Selected text —
####

So how much more margin requirement is required with every 1% decrease in gold prices?

R
Rajesh Sharma
executive

If the gold prices increase 1%...

U
Unknown Analyst

Decrease, decrease.

R
Rajesh Sharma
executive

Decrease. If they decrease 1%, and our LTV is 0.75, then 75% of that amount, our LTV will increase. And to that, actually, either the LTV should remain within the acceptable range and we have to recover from the customer. And being these are the customers in the range of [indiscernible] about INR 90,000. So the impact that way, time to recovery is very, very low.

U
Unknown Analyst

Okay. Just a last question from my side now. With the new fundraising, which we have done, what would be the impact on our book value?

R
Rajesh Sharma
executive

It's pretty mature to say because it depends on what quantum and what shape and when you raise. And it is just enabling provision, we have yet to take shareholder approval and also discuss various options. And then we decide which option, which instrument and what point will we be finally doing.

U
Unknown Analyst

Okay. So just a follow-up on that. So in case if you're going for preferential warrants or maybe preferential equity. We, as investors, retail investors, can -- or institutions, can we also participate? And whom do we have to contact if that is the case?

R
Rajesh Sharma
executive

As I said, we have not yet clear what instrument and what time it will be. So if anyway it happens, that will be, in any case, will be disclosed to the stock exchanges in time to time various announcement. But in this moment, we are not yet clear and no further progress has been done till the -- after the shareholder's approval.

####

Extracted entries —

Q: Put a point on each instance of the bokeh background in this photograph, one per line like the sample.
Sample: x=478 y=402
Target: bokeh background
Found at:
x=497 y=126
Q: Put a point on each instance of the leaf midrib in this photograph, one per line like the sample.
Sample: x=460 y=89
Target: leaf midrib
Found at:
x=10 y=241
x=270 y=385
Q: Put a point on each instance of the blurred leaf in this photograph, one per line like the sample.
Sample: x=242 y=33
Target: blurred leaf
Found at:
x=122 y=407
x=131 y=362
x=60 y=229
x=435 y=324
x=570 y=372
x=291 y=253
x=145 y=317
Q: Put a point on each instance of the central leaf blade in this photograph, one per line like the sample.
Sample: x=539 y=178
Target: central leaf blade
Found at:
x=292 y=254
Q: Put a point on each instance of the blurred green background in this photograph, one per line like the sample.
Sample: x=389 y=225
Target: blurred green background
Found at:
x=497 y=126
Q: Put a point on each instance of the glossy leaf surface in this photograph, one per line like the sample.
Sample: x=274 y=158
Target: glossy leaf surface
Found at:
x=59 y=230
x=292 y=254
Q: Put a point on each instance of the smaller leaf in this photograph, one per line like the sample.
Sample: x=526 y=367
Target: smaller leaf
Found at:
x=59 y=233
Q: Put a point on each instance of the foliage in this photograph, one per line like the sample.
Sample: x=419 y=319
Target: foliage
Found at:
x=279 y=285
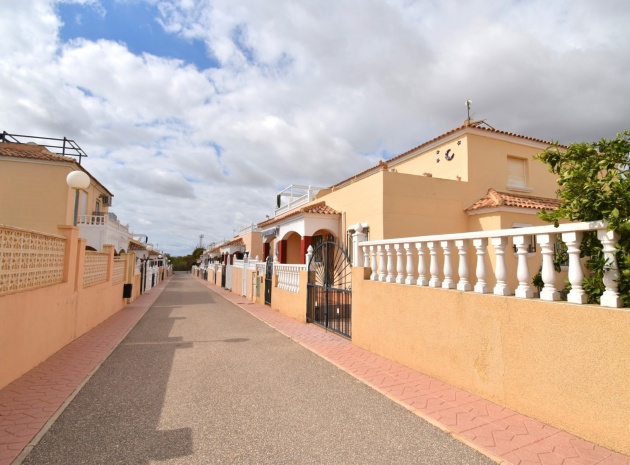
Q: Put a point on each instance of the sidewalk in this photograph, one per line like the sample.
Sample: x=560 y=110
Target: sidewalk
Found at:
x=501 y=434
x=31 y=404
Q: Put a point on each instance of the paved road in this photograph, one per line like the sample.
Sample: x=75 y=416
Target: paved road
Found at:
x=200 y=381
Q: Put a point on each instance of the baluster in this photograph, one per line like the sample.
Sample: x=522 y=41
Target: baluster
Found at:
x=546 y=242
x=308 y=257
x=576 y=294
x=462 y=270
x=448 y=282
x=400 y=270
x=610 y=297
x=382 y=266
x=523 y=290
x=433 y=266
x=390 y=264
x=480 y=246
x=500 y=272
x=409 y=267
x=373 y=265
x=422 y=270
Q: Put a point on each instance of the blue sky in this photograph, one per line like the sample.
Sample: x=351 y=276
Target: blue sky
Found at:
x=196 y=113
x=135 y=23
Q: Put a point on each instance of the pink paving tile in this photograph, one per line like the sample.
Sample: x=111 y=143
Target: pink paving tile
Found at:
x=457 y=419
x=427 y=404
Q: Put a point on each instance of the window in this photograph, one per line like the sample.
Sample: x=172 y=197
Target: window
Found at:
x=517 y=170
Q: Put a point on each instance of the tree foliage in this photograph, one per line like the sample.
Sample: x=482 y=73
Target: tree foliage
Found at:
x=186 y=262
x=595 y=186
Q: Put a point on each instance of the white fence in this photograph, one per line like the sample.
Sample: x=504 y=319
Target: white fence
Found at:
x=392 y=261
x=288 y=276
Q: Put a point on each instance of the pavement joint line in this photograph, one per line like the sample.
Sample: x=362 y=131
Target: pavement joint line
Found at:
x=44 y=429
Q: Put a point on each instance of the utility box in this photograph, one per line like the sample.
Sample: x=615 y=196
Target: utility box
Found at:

####

Challenge —
Using the call transcript, answer these:
(a) What LTV figure does Rajesh Sharma give when discussing a 1% decrease in gold prices?
(b) What approval does he say has yet to be taken for the new fundraising?
(c) To whom will the fundraising be disclosed if it happens?
The data has no connection to the call transcript.

Answer below —
(a) 0.75
(b) Shareholder approval
(c) The stock exchanges